→ **EXERCISE DETAILS**: Report every line in the records below that holds the word "matching".

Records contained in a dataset

=======

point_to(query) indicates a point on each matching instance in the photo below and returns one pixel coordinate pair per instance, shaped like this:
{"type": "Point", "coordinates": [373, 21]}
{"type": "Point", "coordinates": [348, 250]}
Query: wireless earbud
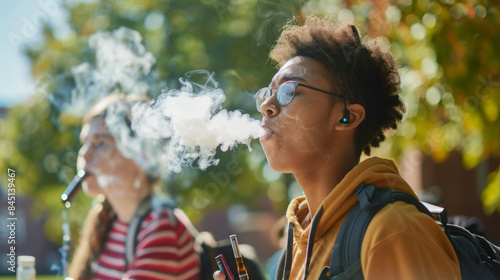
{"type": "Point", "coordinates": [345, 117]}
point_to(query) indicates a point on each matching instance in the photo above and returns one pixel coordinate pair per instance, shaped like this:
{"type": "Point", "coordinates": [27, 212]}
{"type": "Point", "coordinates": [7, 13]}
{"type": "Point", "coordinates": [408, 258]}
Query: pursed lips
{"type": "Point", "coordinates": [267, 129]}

=======

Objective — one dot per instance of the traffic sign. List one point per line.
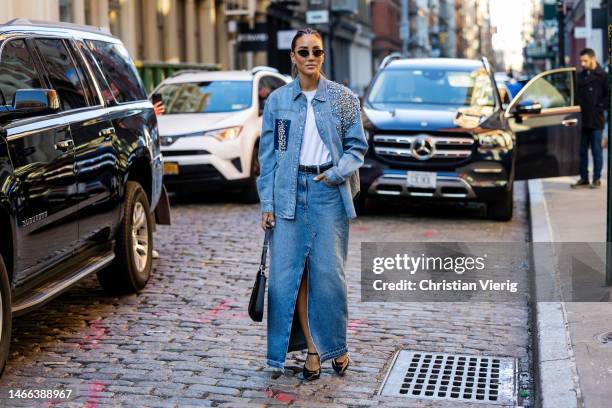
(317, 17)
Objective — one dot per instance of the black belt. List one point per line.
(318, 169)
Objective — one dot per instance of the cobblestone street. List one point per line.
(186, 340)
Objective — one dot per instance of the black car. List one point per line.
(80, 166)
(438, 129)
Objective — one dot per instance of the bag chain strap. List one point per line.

=======

→ **WRITTEN SOLUTION**:
point_to(query) indicates a point on each matching instance in the photo below and returns one pixel coordinate pair per instance, shaped like this:
point_to(query) indicates a point on each matching instance in the photo above and returns one pixel coordinate pair per instance, shaped like this:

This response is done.